> **Task statement**:
Render the listing below as a Markdown table with two columns, "No." for the row number and "Line" for the text of each line. Omit blank lines and leave out the pictures.

........

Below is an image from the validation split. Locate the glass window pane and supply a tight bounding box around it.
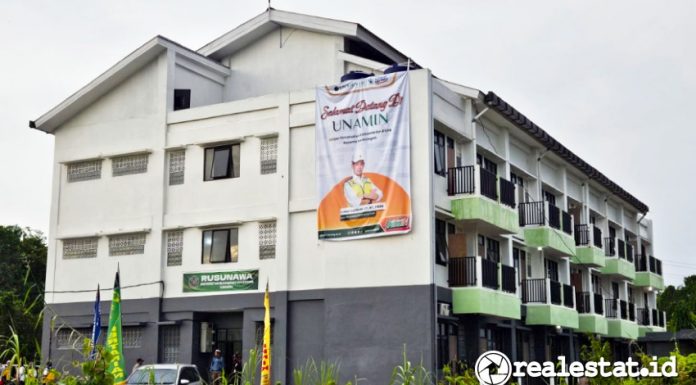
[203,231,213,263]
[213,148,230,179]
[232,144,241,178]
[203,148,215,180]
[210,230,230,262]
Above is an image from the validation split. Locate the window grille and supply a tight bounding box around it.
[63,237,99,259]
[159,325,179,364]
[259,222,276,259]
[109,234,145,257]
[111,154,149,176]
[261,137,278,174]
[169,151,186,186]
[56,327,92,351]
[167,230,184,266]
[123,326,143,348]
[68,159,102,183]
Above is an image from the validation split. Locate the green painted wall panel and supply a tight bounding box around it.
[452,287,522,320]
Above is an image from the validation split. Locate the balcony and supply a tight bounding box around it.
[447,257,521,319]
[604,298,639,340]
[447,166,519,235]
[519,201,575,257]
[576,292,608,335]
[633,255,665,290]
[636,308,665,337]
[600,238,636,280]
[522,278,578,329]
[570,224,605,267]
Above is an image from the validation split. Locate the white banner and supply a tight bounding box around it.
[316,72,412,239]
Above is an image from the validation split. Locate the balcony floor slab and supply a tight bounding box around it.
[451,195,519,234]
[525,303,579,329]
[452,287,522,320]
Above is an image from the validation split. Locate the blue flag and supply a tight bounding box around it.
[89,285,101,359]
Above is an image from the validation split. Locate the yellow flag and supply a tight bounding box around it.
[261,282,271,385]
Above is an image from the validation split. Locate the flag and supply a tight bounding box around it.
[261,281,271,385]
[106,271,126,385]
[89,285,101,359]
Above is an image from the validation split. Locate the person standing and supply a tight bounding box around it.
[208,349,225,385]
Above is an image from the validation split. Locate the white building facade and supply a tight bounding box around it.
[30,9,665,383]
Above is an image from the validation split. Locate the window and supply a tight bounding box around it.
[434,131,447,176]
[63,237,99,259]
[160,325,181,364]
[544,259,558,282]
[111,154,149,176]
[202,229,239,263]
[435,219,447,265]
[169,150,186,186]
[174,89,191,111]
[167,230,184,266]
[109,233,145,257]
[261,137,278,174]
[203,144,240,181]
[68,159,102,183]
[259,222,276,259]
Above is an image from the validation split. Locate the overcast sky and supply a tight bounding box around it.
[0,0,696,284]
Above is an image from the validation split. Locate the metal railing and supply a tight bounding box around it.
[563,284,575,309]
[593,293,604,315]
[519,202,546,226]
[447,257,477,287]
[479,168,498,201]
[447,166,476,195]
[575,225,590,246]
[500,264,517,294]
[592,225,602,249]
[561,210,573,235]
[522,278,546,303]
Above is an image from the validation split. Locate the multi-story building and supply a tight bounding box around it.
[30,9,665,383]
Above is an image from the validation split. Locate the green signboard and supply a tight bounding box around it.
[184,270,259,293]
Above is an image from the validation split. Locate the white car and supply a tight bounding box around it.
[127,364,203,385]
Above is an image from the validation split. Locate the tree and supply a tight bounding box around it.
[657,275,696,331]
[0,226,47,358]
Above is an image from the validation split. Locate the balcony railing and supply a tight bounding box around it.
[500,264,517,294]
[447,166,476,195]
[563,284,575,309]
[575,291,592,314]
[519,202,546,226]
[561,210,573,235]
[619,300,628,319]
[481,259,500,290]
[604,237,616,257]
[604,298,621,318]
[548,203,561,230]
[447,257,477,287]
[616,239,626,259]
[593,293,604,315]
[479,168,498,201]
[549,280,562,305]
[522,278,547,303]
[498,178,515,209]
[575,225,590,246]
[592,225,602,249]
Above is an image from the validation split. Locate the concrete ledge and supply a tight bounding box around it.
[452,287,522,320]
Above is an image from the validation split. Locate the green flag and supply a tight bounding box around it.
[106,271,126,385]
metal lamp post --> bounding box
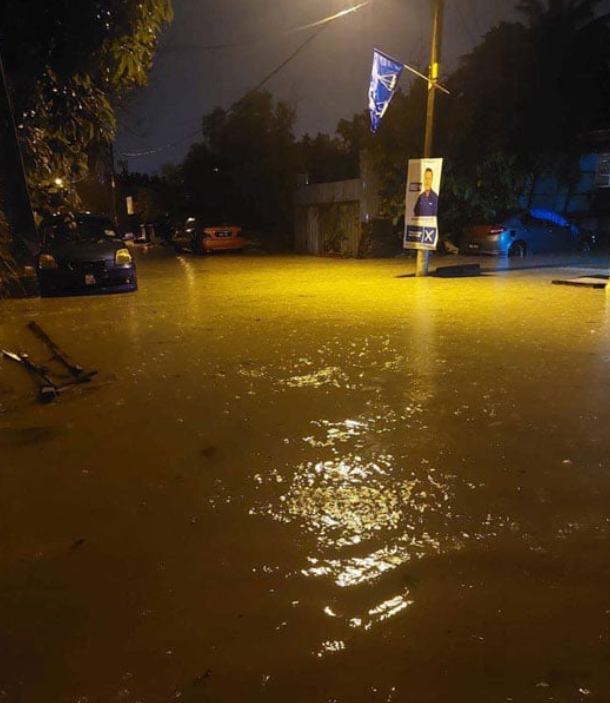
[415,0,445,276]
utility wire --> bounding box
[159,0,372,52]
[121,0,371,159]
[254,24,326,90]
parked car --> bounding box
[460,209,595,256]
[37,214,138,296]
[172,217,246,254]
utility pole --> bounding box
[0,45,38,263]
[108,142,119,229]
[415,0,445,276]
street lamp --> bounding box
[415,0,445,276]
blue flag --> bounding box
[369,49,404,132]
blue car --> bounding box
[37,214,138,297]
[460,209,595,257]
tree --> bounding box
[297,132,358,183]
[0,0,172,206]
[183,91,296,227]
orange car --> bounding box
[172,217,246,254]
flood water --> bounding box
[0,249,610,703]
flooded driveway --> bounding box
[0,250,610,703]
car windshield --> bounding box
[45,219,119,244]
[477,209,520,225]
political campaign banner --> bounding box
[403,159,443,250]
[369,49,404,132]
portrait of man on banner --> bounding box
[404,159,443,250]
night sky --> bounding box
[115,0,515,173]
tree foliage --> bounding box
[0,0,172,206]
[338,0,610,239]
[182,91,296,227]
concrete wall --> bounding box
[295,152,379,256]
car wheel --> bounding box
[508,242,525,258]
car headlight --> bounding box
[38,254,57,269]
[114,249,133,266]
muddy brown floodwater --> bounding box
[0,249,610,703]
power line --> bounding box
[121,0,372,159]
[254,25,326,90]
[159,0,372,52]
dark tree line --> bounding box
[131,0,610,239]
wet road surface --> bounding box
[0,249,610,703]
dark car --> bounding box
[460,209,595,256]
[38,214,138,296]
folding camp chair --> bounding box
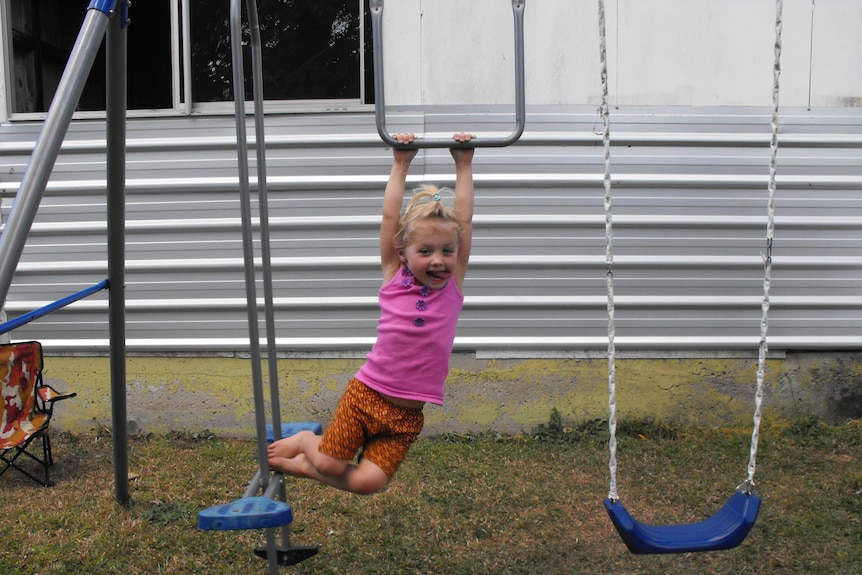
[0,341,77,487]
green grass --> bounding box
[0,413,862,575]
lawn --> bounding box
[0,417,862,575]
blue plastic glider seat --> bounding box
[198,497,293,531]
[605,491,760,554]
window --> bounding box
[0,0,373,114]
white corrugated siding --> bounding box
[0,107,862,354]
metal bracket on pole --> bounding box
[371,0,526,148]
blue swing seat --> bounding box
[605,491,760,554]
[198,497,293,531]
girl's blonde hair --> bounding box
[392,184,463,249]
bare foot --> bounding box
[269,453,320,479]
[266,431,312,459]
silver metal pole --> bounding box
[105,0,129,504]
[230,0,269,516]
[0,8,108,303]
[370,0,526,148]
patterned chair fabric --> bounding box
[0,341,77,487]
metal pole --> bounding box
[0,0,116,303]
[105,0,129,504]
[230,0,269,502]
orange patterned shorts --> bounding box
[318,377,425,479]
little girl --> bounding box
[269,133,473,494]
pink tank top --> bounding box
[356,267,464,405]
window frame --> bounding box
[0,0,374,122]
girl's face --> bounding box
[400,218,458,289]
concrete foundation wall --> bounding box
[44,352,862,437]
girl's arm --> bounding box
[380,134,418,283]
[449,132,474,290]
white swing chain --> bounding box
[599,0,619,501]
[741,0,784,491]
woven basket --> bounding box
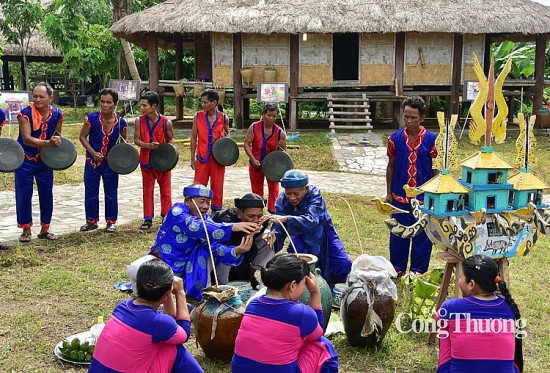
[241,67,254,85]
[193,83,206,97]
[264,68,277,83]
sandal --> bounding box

........

> **Response for this exercise**:
| No. | Line |
|---|---|
| 1 | Below is an image from the validation split. Locate the glass window pane and supply a tight bounding box around it. |
| 2 | [203,231,213,263] |
| 3 | [213,148,230,179] |
| 4 | [232,144,241,178] |
| 5 | [203,148,215,180] |
| 6 | [210,230,230,262] |
| 7 | Above is an image from the validation split. Locate the window grille and supply a tight bounding box around it. |
| 8 | [63,237,99,259] |
| 9 | [159,325,179,364] |
| 10 | [259,222,276,259] |
| 11 | [109,234,145,257] |
| 12 | [111,154,149,176] |
| 13 | [261,137,278,174] |
| 14 | [169,151,186,186] |
| 15 | [56,327,92,351] |
| 16 | [167,230,184,266] |
| 17 | [123,326,143,348] |
| 18 | [68,159,102,183] |
| 19 | Above is an image from the validation split. Locate the green painted wall panel and supply a tight bounding box around it. |
| 20 | [452,287,522,320] |
| 21 | Above is an image from the validation split. Locate the balcony and supply a tight bounding box around it. |
| 22 | [447,257,521,319] |
| 23 | [604,298,639,340] |
| 24 | [447,166,519,235] |
| 25 | [519,201,575,257] |
| 26 | [576,292,608,335] |
| 27 | [633,255,665,290] |
| 28 | [636,308,665,337] |
| 29 | [600,238,636,280] |
| 30 | [522,278,578,329] |
| 31 | [570,224,605,267] |
| 32 | Above is an image from the validation split. Locate the white banner and supply a tight bounding box around it. |
| 33 | [316,72,412,239] |
| 34 | Above is an image from the validation split. Locate the balcony floor slab and supply a tight bounding box around it. |
| 35 | [451,195,519,234] |
| 36 | [525,303,579,329] |
| 37 | [452,287,522,320] |
| 38 | Above is an image from the validation split. Locate the blue flag and supply a tight bounding box around it. |
| 39 | [89,285,101,359] |
| 40 | Above is an image from the validation split. Locate the yellow flag and supply a tight bounding box around it. |
| 41 | [261,282,271,385] |
| 42 | Above is an image from the validation split. Locate the flag and supply a tight bounding box around it. |
| 43 | [261,281,271,385] |
| 44 | [106,271,126,385] |
| 45 | [89,285,101,359] |
| 46 | Above is an image from the validation split. Locate the person standing and supply a tight bounding box around it. |
| 47 | [208,349,225,385] |
| 48 | Above is an image from the validation split. Locate the white building facade and supply a tight bounding box around it. |
| 49 | [30,9,665,383] |
| 50 | Above is an image from the validation split. Locate the window and supply a tight bounding box around it. |
| 51 | [434,131,447,176] |
| 52 | [63,237,99,259] |
| 53 | [160,325,181,364] |
| 54 | [544,259,558,282] |
| 55 | [111,154,149,176] |
| 56 | [202,229,239,263] |
| 57 | [435,219,447,265] |
| 58 | [169,150,186,186] |
| 59 | [174,89,191,111] |
| 60 | [167,230,184,266] |
| 61 | [109,233,145,257] |
| 62 | [261,137,278,174] |
| 63 | [203,144,240,181] |
| 64 | [68,159,102,183] |
| 65 | [259,222,276,259] |
| 66 | Above is an image from the validation split. Locate the overcast sky and supply a tight bounding box around it. |
| 67 | [0,0,696,284] |
| 68 | Above is an image from the validation split. Locate the metal railing and supply a tight bounding box around it. |
| 69 | [563,284,575,309] |
| 70 | [593,293,604,315] |
| 71 | [519,202,546,226] |
| 72 | [447,257,477,287] |
| 73 | [479,168,498,201] |
| 74 | [447,166,476,195] |
| 75 | [575,225,590,246] |
| 76 | [500,264,517,294] |
| 77 | [592,225,602,249] |
| 78 | [561,210,573,235] |
| 79 | [522,278,546,303] |
| 80 | Above is an image from the validation split. Locate the multi-story building and supply a tight bounding box around it. |
| 81 | [30,9,665,383] |
| 82 | Above is an image from the validation split. Locate the green signboard and supply a tight bounding box around it. |
| 83 | [184,270,259,293] |
| 84 | Above is an image from the validation split. Locate the white car and supply a tight bounding box around it. |
| 85 | [127,364,203,385] |
| 86 | Above is an image from the validation split. Locate the tree and supply a tight bounding box around it. |
| 87 | [657,275,696,331] |
| 88 | [0,226,47,358] |
| 89 | Above is an image from the validation split. Locate the balcony railing and supply a tight bounding box around it. |
| 90 | [500,264,517,294] |
| 91 | [447,166,476,195] |
| 92 | [563,284,575,309] |
| 93 | [575,291,592,314] |
| 94 | [519,202,546,226] |
| 95 | [561,210,573,235] |
| 96 | [619,300,628,319] |
| 97 | [481,259,500,290] |
| 98 | [604,237,616,257] |
| 99 | [604,298,621,318] |
| 100 | [548,203,561,230] |
| 101 | [447,257,477,287] |
| 102 | [616,239,626,259] |
| 103 | [593,293,604,315] |
| 104 | [479,168,498,201] |
| 105 | [549,280,562,305] |
| 106 | [522,278,547,303] |
| 107 | [498,178,515,209] |
| 108 | [575,225,590,246] |
| 109 | [592,225,602,249] |
| 110 | Above is an image from the validation split. Locate the concrete ledge and supply a tight bounding box around it. |
| 111 | [452,287,522,320] |
| 112 | Above is an image from the validation split. Locate the green flag and supply a tight bounding box around it. |
| 113 | [106,271,126,385] |
| 114 | metal lamp post --> bounding box |
| 115 | [415,0,445,276] |
| 116 | utility wire --> bounding box |
| 117 | [159,0,372,52] |
| 118 | [121,0,371,159] |
| 119 | [254,24,326,90] |
| 120 | parked car --> bounding box |
| 121 | [460,209,595,256] |
| 122 | [37,214,138,296] |
| 123 | [172,217,246,254] |
| 124 | utility pole --> bounding box |
| 125 | [0,45,38,263] |
| 126 | [108,142,119,229] |
| 127 | [415,0,445,276] |
| 128 | street lamp --> bounding box |
| 129 | [415,0,445,276] |
| 130 | blue flag --> bounding box |
| 131 | [369,49,404,132] |
| 132 | blue car --> bounding box |
| 133 | [37,214,138,297] |
| 134 | [460,209,595,257] |
| 135 | tree --> bounding box |
| 136 | [297,132,358,183] |
| 137 | [0,0,172,206] |
| 138 | [183,91,296,227] |
| 139 | orange car --> bounding box |
| 140 | [172,217,246,254] |
| 141 | flood water --> bounding box |
| 142 | [0,249,610,703] |
| 143 | flooded driveway --> bounding box |
| 144 | [0,250,610,703] |
| 145 | car windshield --> bounding box |
| 146 | [45,219,119,244] |
| 147 | [477,209,520,225] |
| 148 | political campaign banner --> bounding box |
| 149 | [403,159,443,250] |
| 150 | [369,49,404,132] |
| 151 | portrait of man on banner --> bounding box |
| 152 | [404,159,443,250] |
| 153 | night sky --> bounding box |
| 154 | [115,0,515,173] |
| 155 | tree foliage --> bounding box |
| 156 | [0,0,172,206] |
| 157 | [338,0,610,239] |
| 158 | [182,91,296,227] |
| 159 | concrete wall --> bounding box |
| 160 | [295,152,379,256] |
| 161 | car wheel --> bounding box |
| 162 | [508,242,525,258] |
| 163 | car headlight --> bounding box |
| 164 | [38,254,57,269] |
| 165 | [114,249,133,266] |
| 166 | muddy brown floodwater --> bounding box |
| 167 | [0,249,610,703] |
| 168 | power line --> bounding box |
| 169 | [121,0,372,159] |
| 170 | [254,25,326,90] |
| 171 | [159,0,372,52] |
| 172 | dark tree line --> bounding box |
| 173 | [131,0,610,239] |
| 174 | wet road surface --> bounding box |
| 175 | [0,249,610,703] |
| 176 | dark car --> bounding box |
| 177 | [460,209,595,256] |
| 178 | [38,214,138,296] |
| 179 | folding camp chair --> bounding box |
| 180 | [0,341,77,487] |
| 181 | green grass --> bounding box |
| 182 | [0,413,862,575] |
| 183 | lawn --> bounding box |
| 184 | [0,417,862,575] |
| 185 | blue plastic glider seat --> bounding box |
| 186 | [198,497,293,531] |
| 187 | [605,491,760,554] |
| 188 | window --> bounding box |
| 189 | [0,0,373,114] |
| 190 | white corrugated siding --> bounding box |
| 191 | [0,107,862,354] |
| 192 | metal bracket on pole --> bounding box |
| 193 | [371,0,526,148] |
| 194 | blue swing seat --> bounding box |
| 195 | [605,491,760,554] |
| 196 | [198,497,293,531] |
| 197 | girl's blonde hair --> bounding box |
| 198 | [392,184,463,249] |
| 199 | bare foot --> bounding box |
| 200 | [269,453,320,479] |
| 201 | [266,431,312,459] |
| 202 | silver metal pole --> bounding box |
| 203 | [105,0,129,504] |
| 204 | [230,0,269,516] |
| 205 | [0,8,108,303] |
| 206 | [370,0,526,148] |
| 207 | patterned chair fabric --> bounding box |
| 208 | [0,341,77,487] |
| 209 | metal pole --> bounding box |
| 210 | [0,0,116,303] |
| 211 | [105,0,129,504] |
| 212 | [230,0,269,502] |
| 213 | orange patterned shorts --> bounding box |
| 214 | [318,377,425,479] |
| 215 | little girl --> bounding box |
| 216 | [269,133,473,494] |
| 217 | pink tank top --> bounding box |
| 218 | [356,267,464,405] |
| 219 | window frame --> bounding box |
| 220 | [0,0,374,122] |
| 221 | girl's face --> bounding box |
| 222 | [400,218,458,289] |
| 223 | concrete foundation wall --> bounding box |
| 224 | [44,352,862,437] |
| 225 | girl's arm --> bounding box |
| 226 | [380,134,418,283] |
| 227 | [449,132,474,290] |
| 228 | white swing chain --> bounding box |
| 229 | [599,0,619,501] |
| 230 | [741,0,784,491] |
| 231 | woven basket --> bounding box |
| 232 | [241,67,254,85] |
| 233 | [193,83,206,97] |
| 234 | [264,68,277,83] |
| 235 | sandal --> bounding box |